─── Input data

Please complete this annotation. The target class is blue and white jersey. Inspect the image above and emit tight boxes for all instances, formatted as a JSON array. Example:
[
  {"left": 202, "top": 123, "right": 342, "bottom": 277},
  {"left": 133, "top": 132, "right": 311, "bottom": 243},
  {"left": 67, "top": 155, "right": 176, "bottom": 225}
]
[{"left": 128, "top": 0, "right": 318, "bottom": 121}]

──────

| Aim of the exercise |
Write out again every entry above, exactly as given.

| Output for this exercise |
Please complete this annotation. The target class is blue and white jersey. Inspect the image above and emit tight boxes for all instances, formatted as a JSON array. Example:
[
  {"left": 202, "top": 123, "right": 342, "bottom": 277},
  {"left": 133, "top": 132, "right": 311, "bottom": 243},
  {"left": 67, "top": 155, "right": 176, "bottom": 225}
]
[{"left": 128, "top": 0, "right": 318, "bottom": 121}]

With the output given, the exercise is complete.